(Coordinate annotation records)
****************************************

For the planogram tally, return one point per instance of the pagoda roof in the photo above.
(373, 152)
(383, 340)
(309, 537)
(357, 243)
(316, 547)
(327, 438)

****************************************

GIVEN EXERCISE: Please copy the records above line for line, without changing anything.

TASK RESPONSE:
For the planogram tally, return one point per instance of the pagoda roof in the photo above.
(373, 152)
(383, 340)
(309, 537)
(357, 243)
(316, 547)
(327, 438)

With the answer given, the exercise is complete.